## WHAT IS NEEDED
Return the lines below that contain "frame".
○ ○ ○
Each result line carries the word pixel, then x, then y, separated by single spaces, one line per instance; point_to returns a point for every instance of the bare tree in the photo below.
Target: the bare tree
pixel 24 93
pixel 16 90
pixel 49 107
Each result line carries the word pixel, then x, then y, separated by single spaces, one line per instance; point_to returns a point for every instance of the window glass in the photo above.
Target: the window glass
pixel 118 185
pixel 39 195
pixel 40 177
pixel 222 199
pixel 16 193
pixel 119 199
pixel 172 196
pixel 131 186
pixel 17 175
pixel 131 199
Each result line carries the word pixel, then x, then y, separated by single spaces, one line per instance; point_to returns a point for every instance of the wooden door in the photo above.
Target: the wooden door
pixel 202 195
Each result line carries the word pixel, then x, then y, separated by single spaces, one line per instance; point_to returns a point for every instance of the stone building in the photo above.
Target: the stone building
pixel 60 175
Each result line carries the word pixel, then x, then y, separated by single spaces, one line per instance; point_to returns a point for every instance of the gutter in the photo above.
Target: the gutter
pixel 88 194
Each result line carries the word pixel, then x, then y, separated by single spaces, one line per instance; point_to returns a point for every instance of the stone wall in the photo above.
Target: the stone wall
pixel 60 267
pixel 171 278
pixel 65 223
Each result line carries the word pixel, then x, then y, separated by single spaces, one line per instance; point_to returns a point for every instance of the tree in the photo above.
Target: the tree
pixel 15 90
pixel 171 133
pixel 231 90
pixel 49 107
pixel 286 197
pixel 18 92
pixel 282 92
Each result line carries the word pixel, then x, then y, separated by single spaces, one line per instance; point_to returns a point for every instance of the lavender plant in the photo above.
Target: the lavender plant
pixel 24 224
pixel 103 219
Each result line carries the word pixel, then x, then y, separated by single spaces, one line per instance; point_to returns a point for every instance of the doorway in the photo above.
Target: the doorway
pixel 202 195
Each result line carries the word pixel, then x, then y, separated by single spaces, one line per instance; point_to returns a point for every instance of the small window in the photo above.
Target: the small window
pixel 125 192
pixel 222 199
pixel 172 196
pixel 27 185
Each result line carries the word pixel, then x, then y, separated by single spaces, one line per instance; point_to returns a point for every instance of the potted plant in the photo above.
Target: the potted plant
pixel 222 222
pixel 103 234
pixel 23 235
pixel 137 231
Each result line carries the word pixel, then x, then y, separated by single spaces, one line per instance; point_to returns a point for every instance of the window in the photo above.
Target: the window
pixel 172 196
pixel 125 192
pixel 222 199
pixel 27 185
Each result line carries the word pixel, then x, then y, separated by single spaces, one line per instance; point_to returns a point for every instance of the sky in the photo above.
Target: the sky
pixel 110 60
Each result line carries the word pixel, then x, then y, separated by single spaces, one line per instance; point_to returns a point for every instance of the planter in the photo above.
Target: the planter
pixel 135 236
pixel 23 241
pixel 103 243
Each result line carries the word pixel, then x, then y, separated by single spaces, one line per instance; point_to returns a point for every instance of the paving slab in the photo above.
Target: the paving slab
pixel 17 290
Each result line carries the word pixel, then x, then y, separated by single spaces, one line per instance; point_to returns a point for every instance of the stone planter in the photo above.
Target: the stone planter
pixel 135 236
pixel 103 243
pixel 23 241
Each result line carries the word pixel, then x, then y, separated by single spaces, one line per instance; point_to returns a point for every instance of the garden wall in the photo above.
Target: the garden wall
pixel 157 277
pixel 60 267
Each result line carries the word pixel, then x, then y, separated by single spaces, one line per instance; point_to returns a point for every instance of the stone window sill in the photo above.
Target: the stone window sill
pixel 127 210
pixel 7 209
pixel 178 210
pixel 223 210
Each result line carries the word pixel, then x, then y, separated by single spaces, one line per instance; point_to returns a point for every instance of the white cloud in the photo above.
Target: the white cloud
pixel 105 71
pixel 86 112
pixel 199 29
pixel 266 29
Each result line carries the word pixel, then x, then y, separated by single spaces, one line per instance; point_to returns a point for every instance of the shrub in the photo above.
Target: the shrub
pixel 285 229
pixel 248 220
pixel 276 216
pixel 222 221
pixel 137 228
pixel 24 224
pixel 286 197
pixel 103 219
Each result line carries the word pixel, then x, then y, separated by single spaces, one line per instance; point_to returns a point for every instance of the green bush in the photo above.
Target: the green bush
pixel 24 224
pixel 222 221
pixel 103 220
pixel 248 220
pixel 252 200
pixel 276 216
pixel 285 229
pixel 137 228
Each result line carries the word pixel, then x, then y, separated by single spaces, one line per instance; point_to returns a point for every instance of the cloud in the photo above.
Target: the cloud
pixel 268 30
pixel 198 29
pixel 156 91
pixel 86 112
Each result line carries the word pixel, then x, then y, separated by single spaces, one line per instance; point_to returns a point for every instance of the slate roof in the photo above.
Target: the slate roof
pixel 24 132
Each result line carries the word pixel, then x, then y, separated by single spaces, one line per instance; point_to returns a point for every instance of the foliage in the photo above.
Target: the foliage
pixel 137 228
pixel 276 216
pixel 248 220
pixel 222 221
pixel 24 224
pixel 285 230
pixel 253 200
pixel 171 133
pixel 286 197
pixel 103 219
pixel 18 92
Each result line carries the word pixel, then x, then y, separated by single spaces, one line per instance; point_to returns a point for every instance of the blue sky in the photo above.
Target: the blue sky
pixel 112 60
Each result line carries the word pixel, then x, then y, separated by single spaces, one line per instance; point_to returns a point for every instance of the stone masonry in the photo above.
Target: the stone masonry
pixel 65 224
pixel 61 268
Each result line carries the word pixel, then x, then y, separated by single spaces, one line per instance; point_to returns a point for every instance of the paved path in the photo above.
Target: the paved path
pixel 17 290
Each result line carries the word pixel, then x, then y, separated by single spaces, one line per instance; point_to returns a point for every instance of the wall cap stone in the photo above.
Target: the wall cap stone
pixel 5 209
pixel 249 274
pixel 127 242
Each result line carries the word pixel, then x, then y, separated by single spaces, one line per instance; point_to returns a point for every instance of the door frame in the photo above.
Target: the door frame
○ ○ ○
## RESPONSE FOR THIS EXERCISE
Each result line carries the word pixel, then x, then y, separated by single spaces, one line per instance; point_to returns a point for every instance of the door frame in the photo above.
Target: the door frame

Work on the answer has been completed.